Task to complete: Set out the lines below as a numbered list, skipping blank lines and leaving out the pictures.

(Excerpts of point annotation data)
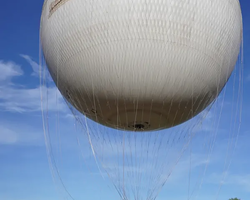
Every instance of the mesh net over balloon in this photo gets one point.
(138, 163)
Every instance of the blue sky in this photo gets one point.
(24, 168)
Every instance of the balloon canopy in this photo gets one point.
(140, 65)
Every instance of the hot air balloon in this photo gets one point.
(143, 65)
(140, 65)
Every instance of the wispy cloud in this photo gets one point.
(14, 98)
(33, 64)
(23, 134)
(9, 70)
(248, 78)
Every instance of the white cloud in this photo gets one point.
(9, 70)
(35, 66)
(248, 78)
(21, 134)
(29, 99)
(14, 98)
(7, 136)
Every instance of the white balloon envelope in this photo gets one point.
(141, 65)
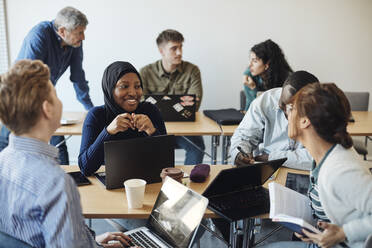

Exercise answer:
1. Every instance of the mesh net over balloon in this photo gets one point.
2. (138, 163)
3. Every instance of the blue sky in this photo gets one point.
4. (24, 168)
5. Every instance of the balloon canopy in this photo gets one point.
6. (140, 65)
7. Every instance of the hot air balloon in this photo gets one point.
8. (143, 65)
9. (140, 65)
10. Every instance of the wispy cloud in this photo gets one point.
11. (14, 98)
12. (33, 64)
13. (23, 134)
14. (9, 70)
15. (248, 78)
16. Every instance of the white cloud in this photo gets one point.
17. (9, 70)
18. (35, 66)
19. (248, 78)
20. (21, 134)
21. (29, 99)
22. (14, 98)
23. (7, 136)
24. Every instance of the white balloon envelope in this photo gets one point.
25. (141, 65)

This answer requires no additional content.